::: SELECTED EXTRACT

Teaching cows to use the toilet
Cows, these days, get something of an environmentally bad rap, and that’s partly thanks to the methane they produce during digestion that contributes to greenhouse gas emissions. But scientists and farmers also have a problem with something else they generate a lot of: nitrogen-rich urine. And the issue is that they dispense too much of it in one go in one place. But now there might be an answer: toilet-training for cows! Eva Higginbotham spoke to lead author Lindsay Matthews from the University of Auckland...
Lindsay - Cows produce a lot of urine, you know, 20, 30 liters a day each
Eva - Uh, 20 to 30 litres a day of urine is an absolutely amazing amount! Do they just drink tons of water?
Lindsay - Well, they do, yes. You know, they're producing a lot of milk, they're eating a lot of food and they need to drink a lot of water. So they're drinking over a hundred litres of water each a day. It has to go somewhere! And it comes out in great gushes that the soil and the plants can't handle, so the nitrate in the urine gets converted into two polluting products in outdoor settings - so you get the nitrate going through to the water, and you get the nitrate in the soil getting converted to nitrous oxide which is a really potent greenhouse gas. If you're in an indoor situation, you get the urine mixing with faeces and converting immediately to ammonia, which is also a problem for the animals and the environment.
Eva - And so you were trying to find a solution to what to do with all of this urine?
Lindsay - Yeah. So it occurred to us that if we could collect it at source, we could deal with it in an environmentally-friendly way. The nutrients could be reused, they're very good nutrients, it's just not in the quantity that they come out at in a small area. So the idea is to collect the urine, how do we do that? Well, the most obvious solution is to use a toilet. The only problem is that people in the past have tried to toilet train cattle, and haven't really had that much success. So this is what we were faced with as our solution.
Eva - What did you do?

::::::

DIRECTION 1
In the interview about toilet-training cows, how much water does each cow drink in a day?
DIRECTION 2
Using the interview about toilet-training cows, answer yes or no to each statement below, quoting the words that decide it. (a) Each cow produces 20 to 30 liters of urine a day. (b) Earlier attempts to toilet train cattle were very successful. (c) Indoors, urine mixed with faeces turns into nitrous oxide.
DIRECTION 3
Write the next part of the interview about toilet-training cows, picking up right after its last line.

::: EXTRACTED DATA

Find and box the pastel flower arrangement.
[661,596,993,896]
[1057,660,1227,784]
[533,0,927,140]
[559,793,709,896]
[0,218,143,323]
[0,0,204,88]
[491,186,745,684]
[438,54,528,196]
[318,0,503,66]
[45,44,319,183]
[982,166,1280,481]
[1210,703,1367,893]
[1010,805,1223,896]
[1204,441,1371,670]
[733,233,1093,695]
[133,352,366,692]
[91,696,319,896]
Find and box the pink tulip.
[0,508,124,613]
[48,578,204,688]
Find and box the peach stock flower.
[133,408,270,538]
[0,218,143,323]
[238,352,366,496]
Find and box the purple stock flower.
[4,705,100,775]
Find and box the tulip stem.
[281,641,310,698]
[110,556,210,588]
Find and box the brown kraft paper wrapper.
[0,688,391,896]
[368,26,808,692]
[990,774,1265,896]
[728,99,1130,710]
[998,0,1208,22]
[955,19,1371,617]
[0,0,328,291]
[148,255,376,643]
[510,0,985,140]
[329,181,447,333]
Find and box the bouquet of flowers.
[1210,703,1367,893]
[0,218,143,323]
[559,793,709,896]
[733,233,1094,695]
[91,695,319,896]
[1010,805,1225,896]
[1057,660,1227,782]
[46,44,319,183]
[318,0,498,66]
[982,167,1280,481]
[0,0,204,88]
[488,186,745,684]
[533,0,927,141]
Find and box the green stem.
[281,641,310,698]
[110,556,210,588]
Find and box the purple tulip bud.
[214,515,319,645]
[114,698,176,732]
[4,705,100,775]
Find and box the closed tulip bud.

::::::

EXPECTED ANSWER 1
Over a hundred liters a day.

EXPECTED ANSWER 2
(a) Yes: "Cows produce a lot of urine, you know, 20, 30 liters a day each"
(b) No: "people in the past have tried to toilet train cattle, and haven't really had that much success"
(c) No: "you get the urine mixing with faeces and converting immediately to ammonia"

EXPECTED ANSWER 3
Lindsay - We modelled the training a little bit on what you might do with a toddler, and one of the successful ways of toilet training toddlers is to put them on the toilet. So we had our metaphorical toilet, which was really just a wee room, and it obviously had to be clearly different from anything else otherwise it would be just another part of the barn. So it was green walls, green floor - AstroTurf floor, so not a concrete floor, it had a nice spongy floor. The other thing that was different about it is that if they urinated in there, they immediately got a reward. This was really the first exciting part of the training, is that they made that connection between the urination and the reward so quickly. You know, some of them within two or three urinations they were spinning around and waiting at the hopper for their little tasty treat of liquid molasses. Others took maybe five to ten urinations, but regardless, most of the animals learned this phase very quickly. The other challenge in taking it to application will be the training, and we think that needs to be automated because even though it's relatively quick, you need to be there to observe the animal if you're doing it manually. So we would have a system for automatically detecting urinations and linking that to an automatic delivery of reward. We see that as less of a challenging part of the process
Eva - It's like a robotic toilet trainer for cows
Lindsay - Exactly. Exactly.
Eva - And now that you've trained cows to use a toilet, do you think you could train them to do anything?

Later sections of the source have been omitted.